[[ DATA FOR THE TASK open ]]

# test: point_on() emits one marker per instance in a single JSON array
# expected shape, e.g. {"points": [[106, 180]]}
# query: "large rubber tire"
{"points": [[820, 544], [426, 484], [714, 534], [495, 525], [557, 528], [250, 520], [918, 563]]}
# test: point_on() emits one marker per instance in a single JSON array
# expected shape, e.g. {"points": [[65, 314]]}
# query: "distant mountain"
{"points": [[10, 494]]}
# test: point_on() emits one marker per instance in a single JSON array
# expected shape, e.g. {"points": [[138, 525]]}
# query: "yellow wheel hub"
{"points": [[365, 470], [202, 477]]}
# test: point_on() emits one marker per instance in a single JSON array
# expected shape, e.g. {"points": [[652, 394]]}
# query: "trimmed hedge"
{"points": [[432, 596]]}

[[ DATA FOR THE TASK closed ]]

INSTRUCTIONS TO FOLLOW → Write out every entry again, keeping each line exactly the same.

EXPECTED ANSWER →
# test: point_on() emits one marker per instance in a single JSON array
# expected shape, e.g. {"points": [[106, 180]]}
# query: "large rubber tire"
{"points": [[820, 544], [426, 484], [714, 534], [495, 525], [557, 528], [250, 520], [918, 563]]}
# test: point_on() emits one marker per instance in a single JSON array
# expected shape, e.g. {"points": [[65, 314]]}
# query: "distant mountain"
{"points": [[10, 494]]}
# test: point_on() emits one marker per instance in a single JSON array
# expected shape, e.g. {"points": [[138, 525]]}
# query: "yellow wheel hub"
{"points": [[365, 470], [202, 477]]}
# test: point_on() emits one marker per instance in a single JSON array
# expected shape, e.g. {"points": [[652, 394]]}
# query: "trimmed hedge"
{"points": [[432, 596]]}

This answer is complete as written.